■ Esercizi proposti:
- A) Nel brano sui talk show, quanti profughi accoglie il Libano?
- B) Le affermazioni seguenti concordano con il brano sui talk show? Per ciascuna rispondi sì o no e cita le parole decisive del brano.
(i) Gassman osserva che in Europa ci si impressiona per 250 mila profughi.
(ii) Nel video si vede l'immagine dello studio.
(iii) Chi scrive considera poco intelligente l'amico che ha parlato degli immigrati.
- C) Scrivi il seguito del brano sui talk show, a partire dalla sua ultima frase.

-------- Brano scelto --------

La cosa più interessante e grave è che la vittoria di Salvini & co. non è solo nei salotti del talk show ma nel nostro immaginario. Perché poi anche se dici «tanto io non vedo i talk show ecc» i Salvini, Meloni e Jannone te li ritrovi per strada e nella quotidianità: fra milioni di persone che li ascoltano ce ne sono un bel po’ che succhiano e assorbono le loro parole. E’ una regola della comunicazione di massa: se ripeti per centinaia di volte una frase o un concetto o una canzone, anche se sai che fa schifo ed è una merda, comunque ti entra dentro; se riesci ad elaborarla la elimini o la scarti; altrimenti – purtroppo è il caso di molti la prendi per buona, per vera, a volte per sacra! Per esempio un mio amico, che reputo sufficientemente intelligente, sugli immigrati mi ha detto una cosa che poi ho ritrovato nelle parole della Meloni: quando Alessandro Gassman fa notare alla Meloni che il Libano, con 4 milioni di abitanti e una situazione disastrosa, accoglie 1 milione e mezzo di profughi, mentre in Europa ci impressioniamo per 250 mila profughi, la Meloni risponde così: «sì accogliamoli, e poi che facciamo? Poi diventano manovalanza per la criminalità organizzata». Questo nello scambio veloce del “dibattito”, sembra una verità data per scontata; ovviamente la Meloni prende l’applauso, perché la freddezza e il cinismo, come si diceva prima, pagano e loro ne hanno da vendere. Quindi saltano tutti i criteri di riferimento, qualcuno (forse è la voce di Luca Casarini, non si vede l’immagine dello studio in questo video ma solo le foto di Gassman e la Meloni) fa notare: «non si capisce più niente, adesso la Meloni passa per antirazzista nel senso che dice “Gli dobbiamo dare un’accoglienza dignitosa, siccome non siamo in grado di dargliela ci deve aiutare l’Europa”» che indirettamente vuol dire: comunque li dobbiamo respingere fin quando non si risolvono questi nodi (e certi nodi non si risolvono in pochi anni e neanche forse in decenni). La Meloni replica dicendo che «voi abitate nei quartieri snob e non ne vedete mai di profughi e clandestini vicino casa vostra». Non fa una grinza, la Meloni ha vinto! Che le puoi dire per controbattere? Quello è il loro terreno. Ovviamente se la matassa si sbroglia e vai a fondo potresti uscire da questa palude; ma la tv è immediatezza e velocità, cinismo e freddezza, soprattutto i talk show di questo tipo, quindi il messaggio che passa è: «visto che ha ragione lei? Lasciamo perdere i buonismi e tutto il resto».

-------- Estratto del dataset --------

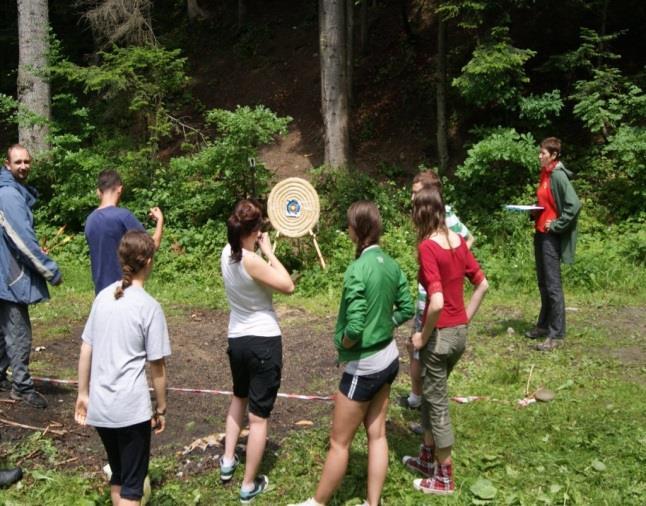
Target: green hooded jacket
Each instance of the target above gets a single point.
(376, 299)
(568, 206)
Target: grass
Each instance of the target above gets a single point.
(585, 447)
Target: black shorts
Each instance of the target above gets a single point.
(128, 450)
(364, 388)
(256, 364)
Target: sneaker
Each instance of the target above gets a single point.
(440, 484)
(536, 333)
(32, 398)
(424, 463)
(549, 344)
(226, 472)
(5, 385)
(259, 486)
(405, 402)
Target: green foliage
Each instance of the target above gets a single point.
(498, 170)
(540, 109)
(607, 100)
(495, 74)
(135, 85)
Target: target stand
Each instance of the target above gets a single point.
(293, 209)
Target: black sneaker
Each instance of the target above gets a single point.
(5, 385)
(33, 398)
(536, 333)
(259, 486)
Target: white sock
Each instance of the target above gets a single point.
(414, 399)
(228, 462)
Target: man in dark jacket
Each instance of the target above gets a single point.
(24, 272)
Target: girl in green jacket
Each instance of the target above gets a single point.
(376, 298)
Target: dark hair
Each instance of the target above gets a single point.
(427, 179)
(429, 215)
(135, 249)
(108, 180)
(245, 219)
(12, 147)
(365, 220)
(553, 146)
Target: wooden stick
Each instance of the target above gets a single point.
(31, 427)
(318, 250)
(529, 379)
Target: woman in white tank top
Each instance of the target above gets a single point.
(255, 349)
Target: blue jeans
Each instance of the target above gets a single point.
(15, 344)
(547, 250)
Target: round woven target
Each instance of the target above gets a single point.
(293, 207)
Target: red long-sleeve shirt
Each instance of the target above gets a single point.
(443, 270)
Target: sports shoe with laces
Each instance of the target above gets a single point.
(259, 486)
(226, 472)
(32, 398)
(440, 484)
(5, 385)
(536, 333)
(424, 463)
(549, 344)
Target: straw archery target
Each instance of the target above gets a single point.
(293, 207)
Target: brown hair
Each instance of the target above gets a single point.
(135, 249)
(428, 179)
(553, 146)
(428, 213)
(108, 180)
(245, 219)
(365, 220)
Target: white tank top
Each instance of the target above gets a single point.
(252, 312)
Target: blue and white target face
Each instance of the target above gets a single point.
(293, 208)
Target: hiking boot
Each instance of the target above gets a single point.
(424, 462)
(226, 472)
(259, 486)
(536, 333)
(10, 476)
(405, 402)
(5, 385)
(549, 344)
(31, 397)
(440, 484)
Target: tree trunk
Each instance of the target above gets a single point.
(363, 30)
(242, 13)
(334, 86)
(442, 141)
(33, 85)
(349, 44)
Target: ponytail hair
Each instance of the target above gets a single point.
(365, 220)
(245, 219)
(135, 250)
(429, 215)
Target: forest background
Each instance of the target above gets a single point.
(199, 104)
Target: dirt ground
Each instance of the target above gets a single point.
(198, 360)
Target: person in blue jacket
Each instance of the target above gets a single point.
(24, 271)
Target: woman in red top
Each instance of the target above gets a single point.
(444, 262)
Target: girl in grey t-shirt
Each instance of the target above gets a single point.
(126, 329)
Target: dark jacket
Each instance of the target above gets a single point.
(24, 268)
(568, 206)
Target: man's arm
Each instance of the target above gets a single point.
(14, 219)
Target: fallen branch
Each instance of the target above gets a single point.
(31, 427)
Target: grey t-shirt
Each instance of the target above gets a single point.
(123, 334)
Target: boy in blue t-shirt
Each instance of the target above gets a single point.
(107, 224)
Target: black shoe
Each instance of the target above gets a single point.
(33, 398)
(536, 333)
(10, 476)
(5, 385)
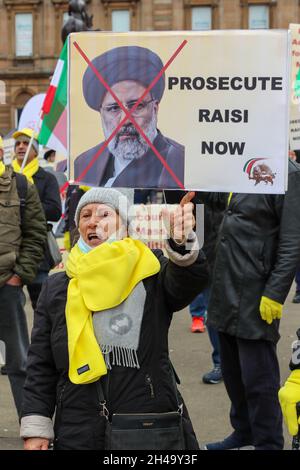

--------

■ Risposte:
- A) Un milione e mezzo di profughi.

- B)
(i) Sì: «mentre in Europa ci impressioniamo per 250 mila profughi».
(ii) No: «non si vede l’immagine dello studio in questo video ma solo le foto di Gassman e la Meloni».
(iii) No: «un mio amico, che reputo sufficientemente intelligente».

- C)
Un altro esempio è quello di Gianluca Buonanno, sindaco leghista che ha partecipato al raduno di Casa Pound a Castano Primo il 12 settembre 2015. Poi a Piazza Pulita, Buonanno arriva trionfante, tronfio, e annuncia che andrà in Libia a vedere cosa si può fare per «fermare le partenze» dei clandestini e finti profughi. Il conduttore gli chiede cosa si può fare in concreto e Buonanno, dopo aver raccolto applausi e risate con alcune battute, dice che bisognerebbe fermare i barconi in mezzo al mare con le navi militari italiane e riaccompagnare in Libia i barconi: prende applausi (vedi che livello di schifo c’è nel pubblico di Piazza Pulita). Al che il conduttore, contrariato dagli applausi, dice: «ridete un cazzo» (chiaro che non dice così ma lo fa capire): “questo sta dicendo cose assurde, irreali e io lo voglio incalzare, perchè riaccompagnarli in Libia sarebbe un atto di guerra”. E allora Buonanno cerca di sviare la cosa, il conduttore insiste e Buonanno se ne esce con una battuta: «ma lei fa il giornalista o il PM?». Questo per dire, il livello… Si fanno beffa anche dei conduttori, nei pochi casi cercano di metterli alle corde. Ricordiamo lo sproposito di Michele Santoro che volle invitare Silvio Berlusconi a Servizio Pubblico due anni fa. subito prima delle elezioni, e c’era stato Marco Travaglio prima di Berlusconi nello studio. Si rivelò un boomerang, Berlusconi prese moltissimi voti, e Santoro fece la figura del pirla, doppiamente: uno perché per seguire la corsa allo share tradì un minimo di dignità da conduttore serio che gli rimaneva, e due perché fece un favore a Berlusconi, suo storico nemico, che, ricordiamo, lo aveva anche “bloccato” col famoso “editto bulgaro” (quello contro Biagi, Santoro e Luttazzi).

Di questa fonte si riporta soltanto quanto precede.